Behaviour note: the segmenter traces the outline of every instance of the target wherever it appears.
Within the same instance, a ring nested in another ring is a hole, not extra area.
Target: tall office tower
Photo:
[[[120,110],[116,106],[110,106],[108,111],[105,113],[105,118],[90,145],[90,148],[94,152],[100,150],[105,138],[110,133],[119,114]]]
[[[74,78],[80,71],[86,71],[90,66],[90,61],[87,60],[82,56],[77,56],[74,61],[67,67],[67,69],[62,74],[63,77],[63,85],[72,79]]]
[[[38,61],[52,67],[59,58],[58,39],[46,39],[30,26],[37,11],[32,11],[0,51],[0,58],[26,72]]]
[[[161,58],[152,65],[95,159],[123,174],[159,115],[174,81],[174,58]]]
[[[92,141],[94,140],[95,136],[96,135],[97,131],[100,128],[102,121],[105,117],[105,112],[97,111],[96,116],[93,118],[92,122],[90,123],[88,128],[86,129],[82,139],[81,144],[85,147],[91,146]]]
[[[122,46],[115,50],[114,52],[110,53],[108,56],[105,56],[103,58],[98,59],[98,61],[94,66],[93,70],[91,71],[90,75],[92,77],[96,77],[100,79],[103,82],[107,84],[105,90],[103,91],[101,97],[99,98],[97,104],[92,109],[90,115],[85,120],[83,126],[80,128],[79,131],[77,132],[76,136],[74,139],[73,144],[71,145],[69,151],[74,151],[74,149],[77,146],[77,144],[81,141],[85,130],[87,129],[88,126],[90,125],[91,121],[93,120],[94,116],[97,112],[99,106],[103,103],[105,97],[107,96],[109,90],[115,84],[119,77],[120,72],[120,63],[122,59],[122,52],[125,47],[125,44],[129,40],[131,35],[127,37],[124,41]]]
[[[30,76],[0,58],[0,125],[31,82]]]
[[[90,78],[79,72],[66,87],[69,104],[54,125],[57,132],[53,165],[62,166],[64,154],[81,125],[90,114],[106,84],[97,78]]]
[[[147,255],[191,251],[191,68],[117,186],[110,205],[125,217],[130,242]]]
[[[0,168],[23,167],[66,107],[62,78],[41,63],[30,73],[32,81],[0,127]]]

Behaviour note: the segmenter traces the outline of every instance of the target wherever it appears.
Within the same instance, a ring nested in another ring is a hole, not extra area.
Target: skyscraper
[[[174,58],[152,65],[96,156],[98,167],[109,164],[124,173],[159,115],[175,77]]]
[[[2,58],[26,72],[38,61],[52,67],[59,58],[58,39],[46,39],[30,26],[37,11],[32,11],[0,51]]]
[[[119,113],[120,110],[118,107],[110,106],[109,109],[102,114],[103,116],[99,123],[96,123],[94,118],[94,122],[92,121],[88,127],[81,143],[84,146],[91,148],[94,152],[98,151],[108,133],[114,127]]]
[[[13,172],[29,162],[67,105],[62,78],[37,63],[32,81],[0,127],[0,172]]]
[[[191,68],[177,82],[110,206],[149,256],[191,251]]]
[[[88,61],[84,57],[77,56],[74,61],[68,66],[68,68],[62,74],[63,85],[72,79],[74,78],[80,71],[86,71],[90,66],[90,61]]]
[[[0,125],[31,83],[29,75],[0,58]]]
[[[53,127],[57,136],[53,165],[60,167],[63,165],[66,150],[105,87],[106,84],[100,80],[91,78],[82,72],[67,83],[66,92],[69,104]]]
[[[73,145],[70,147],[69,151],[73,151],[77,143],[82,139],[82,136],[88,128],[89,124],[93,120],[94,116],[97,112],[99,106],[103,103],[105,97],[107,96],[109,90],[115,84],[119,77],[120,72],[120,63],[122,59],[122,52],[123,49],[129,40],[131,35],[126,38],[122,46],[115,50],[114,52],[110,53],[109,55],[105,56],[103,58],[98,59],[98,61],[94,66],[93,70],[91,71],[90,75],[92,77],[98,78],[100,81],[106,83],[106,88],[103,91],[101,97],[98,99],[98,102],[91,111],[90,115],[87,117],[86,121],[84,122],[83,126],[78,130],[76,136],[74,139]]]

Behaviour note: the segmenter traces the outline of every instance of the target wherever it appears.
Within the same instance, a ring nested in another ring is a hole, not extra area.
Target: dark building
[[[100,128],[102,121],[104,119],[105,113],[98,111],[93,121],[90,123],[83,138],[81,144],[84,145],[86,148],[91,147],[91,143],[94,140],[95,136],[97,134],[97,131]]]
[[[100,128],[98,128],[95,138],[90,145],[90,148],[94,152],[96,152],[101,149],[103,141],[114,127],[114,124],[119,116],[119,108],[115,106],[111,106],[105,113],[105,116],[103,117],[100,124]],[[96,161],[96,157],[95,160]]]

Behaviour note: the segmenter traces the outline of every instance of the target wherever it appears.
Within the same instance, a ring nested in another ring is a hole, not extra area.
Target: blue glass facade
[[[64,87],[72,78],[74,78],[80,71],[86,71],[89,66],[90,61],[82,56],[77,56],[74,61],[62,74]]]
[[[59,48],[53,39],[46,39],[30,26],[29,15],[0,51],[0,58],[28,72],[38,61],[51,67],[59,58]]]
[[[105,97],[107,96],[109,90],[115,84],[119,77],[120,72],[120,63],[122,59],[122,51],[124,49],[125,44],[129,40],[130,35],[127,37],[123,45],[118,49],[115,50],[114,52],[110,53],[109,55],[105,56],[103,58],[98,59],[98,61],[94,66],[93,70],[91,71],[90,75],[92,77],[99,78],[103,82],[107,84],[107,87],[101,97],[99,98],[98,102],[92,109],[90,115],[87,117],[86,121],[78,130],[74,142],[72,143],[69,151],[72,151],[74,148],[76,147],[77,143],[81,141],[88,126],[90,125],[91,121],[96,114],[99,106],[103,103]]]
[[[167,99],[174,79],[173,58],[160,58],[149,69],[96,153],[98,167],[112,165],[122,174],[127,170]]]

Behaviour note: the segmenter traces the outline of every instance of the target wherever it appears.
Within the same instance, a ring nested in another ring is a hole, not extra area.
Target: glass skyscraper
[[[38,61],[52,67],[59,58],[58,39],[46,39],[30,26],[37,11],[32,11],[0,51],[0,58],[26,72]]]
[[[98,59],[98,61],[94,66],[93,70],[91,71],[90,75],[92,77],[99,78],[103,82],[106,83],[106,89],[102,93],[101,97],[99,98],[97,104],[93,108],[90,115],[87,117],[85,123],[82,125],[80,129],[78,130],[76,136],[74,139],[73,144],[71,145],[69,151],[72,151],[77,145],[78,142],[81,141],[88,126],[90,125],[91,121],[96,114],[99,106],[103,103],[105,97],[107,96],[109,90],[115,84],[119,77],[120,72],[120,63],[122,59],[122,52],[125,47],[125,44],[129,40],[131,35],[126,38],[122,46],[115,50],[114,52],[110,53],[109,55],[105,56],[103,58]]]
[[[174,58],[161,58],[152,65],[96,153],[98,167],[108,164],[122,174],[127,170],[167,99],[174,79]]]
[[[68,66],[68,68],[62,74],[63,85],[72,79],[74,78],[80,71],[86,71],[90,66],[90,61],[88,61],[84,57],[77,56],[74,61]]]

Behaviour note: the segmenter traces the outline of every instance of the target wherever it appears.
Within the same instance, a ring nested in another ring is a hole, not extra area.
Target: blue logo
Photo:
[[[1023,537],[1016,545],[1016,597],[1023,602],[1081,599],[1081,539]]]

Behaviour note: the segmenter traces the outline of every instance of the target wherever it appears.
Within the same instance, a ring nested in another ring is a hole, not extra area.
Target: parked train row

## [Objective]
Each record above should be restated word for word.

## [Full answer]
Behaviour note: the segmenter traces the outline of every instance of the target wherever it appears.
Within the same instance, a ring nested in another ring is a hole, not extra area.
Target: tall office tower
Photo:
[[[120,110],[116,106],[110,106],[108,111],[105,113],[105,118],[90,145],[90,148],[94,152],[100,150],[105,138],[110,133],[119,114]]]
[[[74,78],[80,71],[86,71],[90,66],[90,61],[87,60],[82,56],[77,56],[74,61],[67,67],[67,69],[62,74],[63,77],[63,85],[72,79]]]
[[[38,61],[52,67],[59,58],[58,39],[46,39],[30,26],[37,11],[32,11],[0,51],[0,58],[26,72]]]
[[[161,58],[152,65],[95,159],[123,174],[159,115],[174,81],[174,58]]]
[[[92,141],[94,140],[95,136],[96,135],[97,131],[100,128],[102,121],[105,117],[105,112],[97,111],[96,116],[93,118],[92,122],[90,123],[88,128],[86,129],[82,139],[81,144],[85,147],[91,146]]]
[[[122,46],[115,50],[114,52],[110,53],[108,56],[105,56],[103,58],[98,59],[98,61],[94,66],[93,70],[91,71],[90,75],[92,77],[96,77],[100,79],[103,82],[107,84],[105,90],[103,91],[101,97],[99,98],[97,104],[92,109],[90,115],[85,120],[83,126],[80,128],[79,131],[77,132],[76,136],[74,139],[73,144],[71,145],[69,151],[74,151],[74,149],[77,146],[77,144],[81,141],[85,130],[87,129],[88,126],[90,125],[91,121],[93,120],[94,116],[97,112],[99,106],[103,103],[105,97],[107,96],[109,90],[115,84],[119,77],[120,72],[120,63],[122,59],[122,52],[125,47],[125,44],[129,40],[131,35],[127,37],[124,41]]]
[[[30,76],[0,58],[0,125],[31,82]]]
[[[90,78],[79,72],[66,87],[69,104],[54,125],[57,132],[53,165],[62,166],[64,154],[81,125],[90,114],[106,84],[97,78]]]
[[[147,255],[191,251],[191,68],[117,186],[110,205],[125,217],[130,242]]]
[[[0,168],[23,167],[66,107],[62,78],[41,63],[30,73],[32,81],[0,127]]]

Behaviour note: the segmenter traces the outline of every instance of the target wherever it appears.
Within the same instance, a ring nested in another ring is a hole, not extra area.
Target: skyscraper
[[[174,58],[152,65],[96,156],[98,167],[109,164],[124,173],[159,115],[175,77]]]
[[[2,58],[26,72],[38,61],[52,67],[59,58],[58,39],[46,39],[30,26],[37,11],[32,11],[0,51]]]
[[[119,113],[120,110],[118,107],[110,106],[109,109],[102,114],[103,116],[99,123],[96,123],[94,118],[94,122],[92,121],[88,127],[81,143],[84,146],[91,148],[94,152],[98,151],[108,133],[114,127]]]
[[[13,172],[29,162],[67,105],[62,78],[37,63],[32,81],[0,127],[0,172]]]
[[[191,68],[177,82],[110,206],[149,256],[191,251]]]
[[[88,61],[84,57],[77,56],[74,61],[68,66],[68,68],[62,74],[63,85],[72,79],[74,78],[80,71],[86,71],[90,66],[90,61]]]
[[[0,125],[31,83],[29,75],[0,58]]]
[[[53,127],[57,136],[53,165],[60,167],[63,165],[66,150],[105,87],[106,84],[100,80],[91,78],[82,72],[67,83],[66,92],[69,104]]]
[[[73,145],[70,147],[69,151],[73,151],[77,143],[82,139],[82,136],[88,128],[89,124],[93,120],[94,116],[97,112],[99,106],[103,103],[105,97],[107,96],[109,90],[115,84],[119,77],[120,72],[120,63],[122,59],[122,52],[123,49],[129,40],[131,35],[126,38],[122,46],[115,50],[114,52],[110,53],[109,55],[105,56],[103,58],[98,59],[98,61],[94,66],[93,70],[91,71],[90,75],[92,77],[98,78],[100,81],[106,83],[106,88],[103,91],[101,97],[98,99],[98,102],[91,111],[90,115],[87,117],[86,121],[84,122],[83,126],[78,130],[76,136],[74,139]]]

Behaviour note: the segmenter traces the outline of every instance of the target wherever it appears.
Within the same instance, a ring nested in another ring is a hole, not extra area.
Target: dark building
[[[100,128],[102,121],[104,119],[105,113],[98,111],[93,121],[90,123],[83,138],[81,144],[84,145],[86,148],[91,147],[91,143],[94,140],[95,136],[97,134],[97,131]]]
[[[100,128],[98,128],[95,138],[90,145],[90,148],[94,152],[96,152],[101,149],[103,141],[114,127],[114,124],[119,116],[119,108],[115,106],[111,106],[105,113],[105,116],[103,117],[100,124]],[[96,161],[96,157],[95,160]]]

Behaviour note: the segmenter traces the outline of every instance of the target wherever it appears.
Within the same instance, a ring nested in another ring is a hole, not extra area.
Target: blue glass facade
[[[64,87],[72,78],[74,78],[80,71],[86,71],[89,66],[90,61],[82,56],[77,56],[74,61],[62,74]]]
[[[59,48],[53,39],[46,39],[30,26],[29,15],[0,51],[0,58],[28,72],[38,61],[51,67],[59,58]]]
[[[105,97],[107,96],[109,90],[115,84],[119,77],[120,72],[120,63],[122,59],[122,51],[124,49],[125,44],[129,40],[130,35],[127,37],[123,45],[118,49],[115,50],[114,52],[110,53],[109,55],[105,56],[103,58],[98,59],[98,61],[94,66],[93,70],[91,71],[90,75],[92,77],[99,78],[103,82],[107,84],[107,87],[101,97],[99,98],[98,102],[92,109],[90,115],[87,117],[86,121],[78,130],[74,142],[72,143],[69,151],[72,151],[74,148],[76,147],[77,143],[81,141],[88,126],[90,125],[91,121],[96,114],[99,106],[103,103]]]
[[[167,99],[174,79],[173,58],[160,58],[149,69],[96,153],[98,167],[112,165],[122,174],[127,170]]]

Behaviour note: the segmenter traces the outline of every instance of the target wherever it appears.
Within the same instance, a ring nested in another ring is a hole, not extra area.
Target: glass skyscraper
[[[38,61],[52,67],[59,58],[58,39],[46,39],[30,26],[37,11],[32,11],[0,51],[0,58],[26,72]]]
[[[98,59],[98,61],[94,66],[93,70],[91,71],[90,75],[92,77],[99,78],[103,82],[106,83],[106,89],[102,93],[101,97],[99,98],[97,104],[93,108],[90,115],[87,117],[85,123],[82,125],[80,129],[78,130],[76,136],[74,139],[73,144],[71,145],[69,151],[72,151],[77,145],[78,142],[81,141],[88,126],[90,125],[91,121],[96,114],[99,106],[103,103],[105,97],[107,96],[109,90],[115,84],[119,77],[120,72],[120,63],[122,59],[122,52],[125,47],[125,44],[129,40],[131,35],[126,38],[122,46],[115,50],[114,52],[110,53],[109,55],[105,56],[103,58]]]
[[[174,58],[161,58],[152,65],[96,153],[98,167],[108,164],[122,174],[127,170],[167,99],[174,79]]]
[[[68,66],[68,68],[62,74],[63,85],[72,79],[74,78],[80,71],[86,71],[90,66],[90,61],[88,61],[84,57],[77,56],[74,61]]]

Behaviour note: the segmenter traces the outline of every instance of the target wherever it appears.
Within the same instance, a ring nested in another ring is a hole, not extra area.
Target: blue logo
Photo:
[[[1023,537],[1016,545],[1016,597],[1023,602],[1081,599],[1081,539]]]

Behaviour note: the segmenter traces the outline of every instance of the target wherever it appears.
Within the same instance, a ring nested in another ring is a hole, not extra area.
Target: parked train row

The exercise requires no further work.